:: Reading text

The damping factor corresponding to bilge keels in the weather criterion was assumed to depend only on the ratio between the bilge keels area and the product between the length of the waterline and the ship’s breadth. However, the damping moment induced by the bilge keels depends on the distance between the bilge keels and the ship’s center of gravity in addition to the depth of the bilge keels from the water surface (Ikeda et al., 1978a; Ikeda et al., 1978b).The effect of distance between the bilge keels and the roll axis for a shallow draught ship with a large breadth-to-draught ratio has been verified by Katayama et al. (2018). The increase of the equivalent damping moment was not commensurate with the increasing height of the bilge keels (Jiang et al., 2020). Fesman et al. (2007) found that the use of bilge keels could reduce the roll angle of a ship by about 30%. Therefore, the damping factor due to bilge keels given in the weather criterion results in an overestimated roll angle due to waves when it is applied to a ship with a large breadth-to-draught ratio, as found by Paroka et al. (2020b). The effect of bilge keels on roll motion has been widely investigated, including the effect of dimension and position (Irkal et al., 2014), but the effect on the damping factor in the weather criterion has never been investigated.

::::

Written problem 1:
List every cited work in the bilge keel text, giving the authors and year as the text gives them.

:: Task data

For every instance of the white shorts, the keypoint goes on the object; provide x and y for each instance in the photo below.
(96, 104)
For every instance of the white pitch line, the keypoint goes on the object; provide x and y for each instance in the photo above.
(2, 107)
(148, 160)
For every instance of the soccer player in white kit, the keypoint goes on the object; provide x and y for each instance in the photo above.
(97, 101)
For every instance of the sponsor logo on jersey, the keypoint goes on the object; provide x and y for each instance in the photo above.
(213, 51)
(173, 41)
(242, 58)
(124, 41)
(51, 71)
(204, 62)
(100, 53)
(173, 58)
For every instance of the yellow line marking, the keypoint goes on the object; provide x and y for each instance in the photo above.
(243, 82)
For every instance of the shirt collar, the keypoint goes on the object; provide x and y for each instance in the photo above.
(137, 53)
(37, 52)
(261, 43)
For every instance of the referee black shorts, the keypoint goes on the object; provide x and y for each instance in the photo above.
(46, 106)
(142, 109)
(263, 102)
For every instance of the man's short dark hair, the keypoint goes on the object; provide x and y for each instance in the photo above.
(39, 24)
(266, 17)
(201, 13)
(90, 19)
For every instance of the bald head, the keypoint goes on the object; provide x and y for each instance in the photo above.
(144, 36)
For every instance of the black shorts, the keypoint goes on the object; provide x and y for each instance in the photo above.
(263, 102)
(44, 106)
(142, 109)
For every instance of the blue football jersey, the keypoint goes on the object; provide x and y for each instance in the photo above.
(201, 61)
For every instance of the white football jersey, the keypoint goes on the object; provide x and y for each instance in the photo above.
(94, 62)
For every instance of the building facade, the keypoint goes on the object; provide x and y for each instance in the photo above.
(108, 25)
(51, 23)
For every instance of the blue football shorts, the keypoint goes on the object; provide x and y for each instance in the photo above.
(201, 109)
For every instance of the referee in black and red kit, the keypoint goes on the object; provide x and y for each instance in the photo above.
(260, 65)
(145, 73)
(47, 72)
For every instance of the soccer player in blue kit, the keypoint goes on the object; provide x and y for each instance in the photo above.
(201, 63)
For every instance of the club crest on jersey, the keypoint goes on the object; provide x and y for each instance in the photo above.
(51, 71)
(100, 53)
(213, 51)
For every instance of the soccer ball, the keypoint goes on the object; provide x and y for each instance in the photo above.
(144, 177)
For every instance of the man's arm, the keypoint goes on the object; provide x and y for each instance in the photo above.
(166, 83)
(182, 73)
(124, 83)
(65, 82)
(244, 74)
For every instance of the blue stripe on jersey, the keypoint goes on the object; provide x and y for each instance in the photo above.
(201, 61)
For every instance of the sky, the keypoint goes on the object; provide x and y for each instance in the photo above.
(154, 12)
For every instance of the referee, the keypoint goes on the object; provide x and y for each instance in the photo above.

::::

Written problem 2:
Rewrite the rows from the line holding "For every instance of the referee in" through the end of the rows, inclusive, with "soccer" renamed to "football" and nothing else changed.

Task solution 1:
Ikeda et al., 1978a
Ikeda et al., 1978b
Katayama et al. (2018)
Jiang et al., 2020
Fesman et al. (2007)
Paroka et al. (2020b)
Irkal et al., 2014

Task solution 2:
For every instance of the referee in black and red kit, the keypoint goes on the object; provide x and y for each instance in the photo above.
(260, 65)
(145, 73)
(47, 72)
For every instance of the football player in blue kit, the keypoint goes on the object; provide x and y for each instance in the photo above.
(201, 63)
For every instance of the club crest on jersey, the keypoint goes on the object; provide x and y for each instance in the photo above.
(51, 71)
(100, 53)
(213, 51)
For every instance of the football ball, the keypoint goes on the object; provide x and y for each instance in the photo above.
(144, 177)
For every instance of the man's arm, the keypoint goes on the object; provide x and y for each instance in the photo above.
(166, 83)
(182, 73)
(124, 83)
(65, 82)
(244, 74)
For every instance of the blue stripe on jersey, the keypoint goes on the object; provide x and y for each instance in the photo above.
(201, 61)
For every instance of the sky, the keypoint goes on the object; provide x and y for each instance in the photo above.
(154, 12)
For every instance of the referee, the keypoint goes on the object; provide x and y for each instance in the photo above.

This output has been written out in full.